* [WRITTEN INSTRUCTION] Identify each line below that contains the word "foam" and copy those lines.

Begin RECORDS SUPPLIED

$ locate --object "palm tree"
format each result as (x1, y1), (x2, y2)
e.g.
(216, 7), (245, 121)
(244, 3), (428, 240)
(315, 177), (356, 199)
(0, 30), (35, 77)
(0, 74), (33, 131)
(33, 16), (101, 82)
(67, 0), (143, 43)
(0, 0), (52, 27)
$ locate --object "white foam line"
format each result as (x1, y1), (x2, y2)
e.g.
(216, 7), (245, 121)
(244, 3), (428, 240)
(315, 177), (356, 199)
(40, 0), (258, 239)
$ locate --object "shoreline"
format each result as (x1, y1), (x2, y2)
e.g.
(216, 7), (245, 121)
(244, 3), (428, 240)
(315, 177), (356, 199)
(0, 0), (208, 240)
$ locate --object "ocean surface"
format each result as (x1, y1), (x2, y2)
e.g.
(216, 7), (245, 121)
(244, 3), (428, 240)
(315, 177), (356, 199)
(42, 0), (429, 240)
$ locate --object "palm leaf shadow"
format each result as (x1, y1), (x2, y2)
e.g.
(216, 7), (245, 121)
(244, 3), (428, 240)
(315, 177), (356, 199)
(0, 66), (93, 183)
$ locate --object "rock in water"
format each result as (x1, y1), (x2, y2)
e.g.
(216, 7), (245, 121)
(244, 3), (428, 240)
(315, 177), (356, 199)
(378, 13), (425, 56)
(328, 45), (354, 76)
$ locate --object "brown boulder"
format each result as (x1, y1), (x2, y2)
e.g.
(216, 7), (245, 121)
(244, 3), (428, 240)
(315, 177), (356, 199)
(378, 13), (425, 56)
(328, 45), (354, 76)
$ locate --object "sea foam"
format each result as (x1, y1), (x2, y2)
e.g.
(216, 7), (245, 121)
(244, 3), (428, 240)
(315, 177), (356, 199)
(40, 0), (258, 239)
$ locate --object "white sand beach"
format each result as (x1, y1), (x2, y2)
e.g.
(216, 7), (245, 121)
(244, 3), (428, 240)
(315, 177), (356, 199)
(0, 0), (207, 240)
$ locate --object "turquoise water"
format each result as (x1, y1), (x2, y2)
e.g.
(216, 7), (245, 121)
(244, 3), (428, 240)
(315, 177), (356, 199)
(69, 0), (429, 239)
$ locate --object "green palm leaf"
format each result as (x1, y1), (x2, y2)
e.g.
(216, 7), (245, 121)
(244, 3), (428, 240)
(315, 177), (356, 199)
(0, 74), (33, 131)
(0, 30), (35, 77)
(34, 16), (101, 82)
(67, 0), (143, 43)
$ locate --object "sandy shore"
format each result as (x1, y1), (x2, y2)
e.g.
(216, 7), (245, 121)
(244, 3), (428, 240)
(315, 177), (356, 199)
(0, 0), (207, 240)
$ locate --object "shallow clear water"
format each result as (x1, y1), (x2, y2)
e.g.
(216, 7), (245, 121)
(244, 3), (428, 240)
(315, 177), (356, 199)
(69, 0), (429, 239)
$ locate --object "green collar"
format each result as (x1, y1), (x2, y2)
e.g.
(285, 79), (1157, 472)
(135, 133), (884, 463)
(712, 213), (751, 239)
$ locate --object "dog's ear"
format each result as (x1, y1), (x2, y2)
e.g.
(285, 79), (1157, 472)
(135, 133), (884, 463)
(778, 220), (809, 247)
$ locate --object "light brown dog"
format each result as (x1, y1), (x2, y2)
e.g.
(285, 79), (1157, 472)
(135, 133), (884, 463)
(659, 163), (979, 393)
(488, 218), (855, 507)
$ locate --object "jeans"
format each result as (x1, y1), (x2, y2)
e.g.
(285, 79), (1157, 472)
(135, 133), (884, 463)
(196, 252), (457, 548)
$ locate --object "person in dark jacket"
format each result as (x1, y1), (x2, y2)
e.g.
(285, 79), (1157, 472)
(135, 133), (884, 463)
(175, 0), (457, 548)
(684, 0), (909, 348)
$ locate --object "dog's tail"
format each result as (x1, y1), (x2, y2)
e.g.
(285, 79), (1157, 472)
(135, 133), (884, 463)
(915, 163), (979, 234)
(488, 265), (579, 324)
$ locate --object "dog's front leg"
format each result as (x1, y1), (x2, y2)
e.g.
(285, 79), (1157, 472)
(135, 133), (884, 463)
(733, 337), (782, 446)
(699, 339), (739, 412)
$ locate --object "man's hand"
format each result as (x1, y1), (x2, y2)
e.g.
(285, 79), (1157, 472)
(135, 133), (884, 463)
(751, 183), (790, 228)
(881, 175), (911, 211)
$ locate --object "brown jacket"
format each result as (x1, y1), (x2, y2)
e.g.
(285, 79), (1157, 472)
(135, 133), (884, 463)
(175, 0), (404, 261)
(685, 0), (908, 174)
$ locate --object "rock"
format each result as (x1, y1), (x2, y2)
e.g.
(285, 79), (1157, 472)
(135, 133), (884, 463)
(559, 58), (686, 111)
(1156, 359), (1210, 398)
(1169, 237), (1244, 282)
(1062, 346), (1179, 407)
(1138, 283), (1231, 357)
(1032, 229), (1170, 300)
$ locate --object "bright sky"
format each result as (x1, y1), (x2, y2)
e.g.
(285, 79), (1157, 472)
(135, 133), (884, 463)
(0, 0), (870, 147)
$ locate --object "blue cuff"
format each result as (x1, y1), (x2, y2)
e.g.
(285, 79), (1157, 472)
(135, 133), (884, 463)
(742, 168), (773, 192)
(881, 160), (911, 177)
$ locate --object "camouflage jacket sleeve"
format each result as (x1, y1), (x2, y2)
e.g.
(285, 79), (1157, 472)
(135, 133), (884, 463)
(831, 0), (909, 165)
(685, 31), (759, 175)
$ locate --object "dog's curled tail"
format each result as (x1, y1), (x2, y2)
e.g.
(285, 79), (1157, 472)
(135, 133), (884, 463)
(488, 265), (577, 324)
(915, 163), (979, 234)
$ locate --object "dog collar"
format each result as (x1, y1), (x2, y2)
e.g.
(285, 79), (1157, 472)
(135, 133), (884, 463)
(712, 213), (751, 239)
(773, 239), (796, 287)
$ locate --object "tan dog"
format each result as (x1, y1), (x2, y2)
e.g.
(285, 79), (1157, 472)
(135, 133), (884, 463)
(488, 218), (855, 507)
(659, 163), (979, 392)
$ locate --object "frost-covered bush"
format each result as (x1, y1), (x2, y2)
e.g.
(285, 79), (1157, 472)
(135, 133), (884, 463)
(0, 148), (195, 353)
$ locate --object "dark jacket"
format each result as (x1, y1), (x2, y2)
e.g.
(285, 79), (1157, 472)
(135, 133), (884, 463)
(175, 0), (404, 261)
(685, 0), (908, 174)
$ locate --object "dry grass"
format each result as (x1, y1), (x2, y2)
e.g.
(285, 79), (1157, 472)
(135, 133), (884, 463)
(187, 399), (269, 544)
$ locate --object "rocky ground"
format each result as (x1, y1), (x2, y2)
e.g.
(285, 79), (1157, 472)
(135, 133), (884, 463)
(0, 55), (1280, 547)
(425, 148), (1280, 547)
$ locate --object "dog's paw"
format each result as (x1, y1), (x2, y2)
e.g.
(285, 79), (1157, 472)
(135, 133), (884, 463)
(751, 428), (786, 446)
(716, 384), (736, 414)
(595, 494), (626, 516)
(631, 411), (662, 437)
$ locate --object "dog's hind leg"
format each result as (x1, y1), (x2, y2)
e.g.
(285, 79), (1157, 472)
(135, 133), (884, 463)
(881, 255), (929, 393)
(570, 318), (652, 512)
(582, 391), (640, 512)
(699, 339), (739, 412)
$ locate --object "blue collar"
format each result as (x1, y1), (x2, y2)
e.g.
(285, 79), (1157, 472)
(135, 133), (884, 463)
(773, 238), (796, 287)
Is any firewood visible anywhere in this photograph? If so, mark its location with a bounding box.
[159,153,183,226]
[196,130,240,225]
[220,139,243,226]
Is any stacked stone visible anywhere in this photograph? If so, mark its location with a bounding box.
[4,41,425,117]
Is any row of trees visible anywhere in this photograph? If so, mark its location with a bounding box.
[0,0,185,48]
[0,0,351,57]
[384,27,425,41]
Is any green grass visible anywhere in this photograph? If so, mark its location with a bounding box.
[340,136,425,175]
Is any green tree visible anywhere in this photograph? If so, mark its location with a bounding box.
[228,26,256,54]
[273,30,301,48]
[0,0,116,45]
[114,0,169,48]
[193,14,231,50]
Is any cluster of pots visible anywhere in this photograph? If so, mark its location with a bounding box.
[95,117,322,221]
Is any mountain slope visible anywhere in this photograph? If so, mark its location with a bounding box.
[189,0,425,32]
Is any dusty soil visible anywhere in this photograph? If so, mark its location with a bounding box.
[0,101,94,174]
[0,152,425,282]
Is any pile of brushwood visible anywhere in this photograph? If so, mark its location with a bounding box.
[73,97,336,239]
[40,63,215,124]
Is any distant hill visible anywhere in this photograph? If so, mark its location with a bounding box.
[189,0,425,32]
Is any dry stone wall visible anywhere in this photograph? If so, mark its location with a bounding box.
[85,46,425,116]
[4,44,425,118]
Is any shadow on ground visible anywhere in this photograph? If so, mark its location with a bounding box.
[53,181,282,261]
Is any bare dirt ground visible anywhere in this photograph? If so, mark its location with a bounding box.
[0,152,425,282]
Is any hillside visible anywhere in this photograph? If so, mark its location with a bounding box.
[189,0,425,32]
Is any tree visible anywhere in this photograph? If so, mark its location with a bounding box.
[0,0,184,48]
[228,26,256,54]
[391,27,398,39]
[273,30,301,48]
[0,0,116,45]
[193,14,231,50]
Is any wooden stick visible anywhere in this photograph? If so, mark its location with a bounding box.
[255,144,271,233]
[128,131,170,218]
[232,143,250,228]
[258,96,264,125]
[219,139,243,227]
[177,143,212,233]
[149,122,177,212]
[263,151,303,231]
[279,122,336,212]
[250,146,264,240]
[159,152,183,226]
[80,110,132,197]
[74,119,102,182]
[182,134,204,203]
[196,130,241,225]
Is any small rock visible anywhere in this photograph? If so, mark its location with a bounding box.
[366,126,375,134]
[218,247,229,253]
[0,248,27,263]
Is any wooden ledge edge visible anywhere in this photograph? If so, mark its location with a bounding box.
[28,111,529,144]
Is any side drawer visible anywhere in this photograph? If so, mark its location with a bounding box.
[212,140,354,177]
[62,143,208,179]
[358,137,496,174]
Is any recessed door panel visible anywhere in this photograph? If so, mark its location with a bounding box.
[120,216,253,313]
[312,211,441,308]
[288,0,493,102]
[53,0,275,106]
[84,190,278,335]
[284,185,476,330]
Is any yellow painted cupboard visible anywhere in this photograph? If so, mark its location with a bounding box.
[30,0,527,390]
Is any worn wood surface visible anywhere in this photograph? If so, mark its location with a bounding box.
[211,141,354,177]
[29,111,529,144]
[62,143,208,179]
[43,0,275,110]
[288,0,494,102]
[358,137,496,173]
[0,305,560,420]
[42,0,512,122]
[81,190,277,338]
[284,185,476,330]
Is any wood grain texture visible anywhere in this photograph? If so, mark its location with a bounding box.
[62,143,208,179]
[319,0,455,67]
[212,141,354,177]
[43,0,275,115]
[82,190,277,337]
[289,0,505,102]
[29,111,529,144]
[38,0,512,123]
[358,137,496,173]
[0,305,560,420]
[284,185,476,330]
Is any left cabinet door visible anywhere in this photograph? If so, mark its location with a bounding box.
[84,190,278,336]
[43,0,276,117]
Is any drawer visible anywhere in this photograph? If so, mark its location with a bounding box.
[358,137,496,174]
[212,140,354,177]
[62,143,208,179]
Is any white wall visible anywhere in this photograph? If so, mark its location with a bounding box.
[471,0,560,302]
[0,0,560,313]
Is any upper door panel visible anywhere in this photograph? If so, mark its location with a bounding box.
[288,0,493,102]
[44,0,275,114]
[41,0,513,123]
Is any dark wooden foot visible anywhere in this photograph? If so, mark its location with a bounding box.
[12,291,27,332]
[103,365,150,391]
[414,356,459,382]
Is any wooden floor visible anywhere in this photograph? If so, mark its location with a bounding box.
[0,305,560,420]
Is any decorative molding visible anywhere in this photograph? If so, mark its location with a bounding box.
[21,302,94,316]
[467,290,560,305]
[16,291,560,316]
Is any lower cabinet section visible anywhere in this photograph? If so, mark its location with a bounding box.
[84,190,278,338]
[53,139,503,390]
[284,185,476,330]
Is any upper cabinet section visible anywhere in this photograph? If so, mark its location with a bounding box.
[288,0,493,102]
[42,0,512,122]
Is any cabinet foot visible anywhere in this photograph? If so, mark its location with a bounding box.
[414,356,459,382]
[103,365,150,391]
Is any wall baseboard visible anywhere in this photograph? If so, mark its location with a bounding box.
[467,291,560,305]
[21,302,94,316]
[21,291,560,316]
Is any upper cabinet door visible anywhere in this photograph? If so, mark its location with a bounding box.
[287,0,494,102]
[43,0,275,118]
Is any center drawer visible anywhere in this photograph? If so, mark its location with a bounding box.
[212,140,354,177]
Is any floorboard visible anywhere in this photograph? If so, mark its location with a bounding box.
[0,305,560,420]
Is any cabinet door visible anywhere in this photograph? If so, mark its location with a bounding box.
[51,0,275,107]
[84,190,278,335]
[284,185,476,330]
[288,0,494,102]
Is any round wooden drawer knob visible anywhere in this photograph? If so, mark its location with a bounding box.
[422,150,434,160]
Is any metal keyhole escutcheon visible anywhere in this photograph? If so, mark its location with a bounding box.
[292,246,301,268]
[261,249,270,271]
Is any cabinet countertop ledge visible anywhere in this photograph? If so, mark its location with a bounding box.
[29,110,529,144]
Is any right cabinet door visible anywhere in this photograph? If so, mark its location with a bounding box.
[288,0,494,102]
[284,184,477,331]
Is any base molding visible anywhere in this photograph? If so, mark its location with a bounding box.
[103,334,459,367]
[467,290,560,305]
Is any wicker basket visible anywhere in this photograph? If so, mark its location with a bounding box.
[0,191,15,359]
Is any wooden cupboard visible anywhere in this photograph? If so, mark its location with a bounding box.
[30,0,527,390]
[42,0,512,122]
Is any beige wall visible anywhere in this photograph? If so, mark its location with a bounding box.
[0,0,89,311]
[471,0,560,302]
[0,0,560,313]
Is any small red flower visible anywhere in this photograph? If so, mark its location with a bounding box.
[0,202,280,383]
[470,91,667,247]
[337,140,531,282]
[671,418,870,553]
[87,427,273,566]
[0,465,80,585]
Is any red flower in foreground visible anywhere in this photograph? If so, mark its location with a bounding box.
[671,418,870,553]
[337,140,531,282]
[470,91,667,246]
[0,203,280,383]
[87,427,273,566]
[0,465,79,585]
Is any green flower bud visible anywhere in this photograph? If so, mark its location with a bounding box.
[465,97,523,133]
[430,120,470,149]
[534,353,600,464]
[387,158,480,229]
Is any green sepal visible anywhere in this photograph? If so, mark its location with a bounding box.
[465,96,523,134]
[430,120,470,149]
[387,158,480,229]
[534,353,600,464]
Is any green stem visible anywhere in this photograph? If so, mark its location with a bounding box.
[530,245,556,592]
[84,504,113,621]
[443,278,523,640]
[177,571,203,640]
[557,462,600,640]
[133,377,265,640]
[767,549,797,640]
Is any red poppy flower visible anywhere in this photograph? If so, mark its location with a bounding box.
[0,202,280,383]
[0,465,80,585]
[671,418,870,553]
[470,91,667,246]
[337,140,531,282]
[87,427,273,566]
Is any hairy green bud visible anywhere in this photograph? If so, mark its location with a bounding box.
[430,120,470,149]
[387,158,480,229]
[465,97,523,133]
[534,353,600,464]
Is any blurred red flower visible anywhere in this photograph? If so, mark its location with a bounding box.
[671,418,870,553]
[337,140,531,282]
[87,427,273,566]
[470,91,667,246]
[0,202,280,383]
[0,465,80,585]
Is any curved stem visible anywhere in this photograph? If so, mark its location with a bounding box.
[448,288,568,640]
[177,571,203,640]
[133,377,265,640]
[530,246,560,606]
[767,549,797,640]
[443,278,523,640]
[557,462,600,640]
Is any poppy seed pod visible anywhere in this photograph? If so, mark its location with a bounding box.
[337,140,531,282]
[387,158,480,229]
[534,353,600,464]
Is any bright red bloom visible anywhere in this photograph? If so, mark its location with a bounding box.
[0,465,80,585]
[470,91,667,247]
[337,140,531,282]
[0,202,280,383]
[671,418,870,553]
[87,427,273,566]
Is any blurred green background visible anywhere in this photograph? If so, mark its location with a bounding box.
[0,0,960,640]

End RECORDS SUPPLIED

* [SOLUTION FOR THIS TASK]
$ locate --object "white foam line"
$ locate --object "sea foam"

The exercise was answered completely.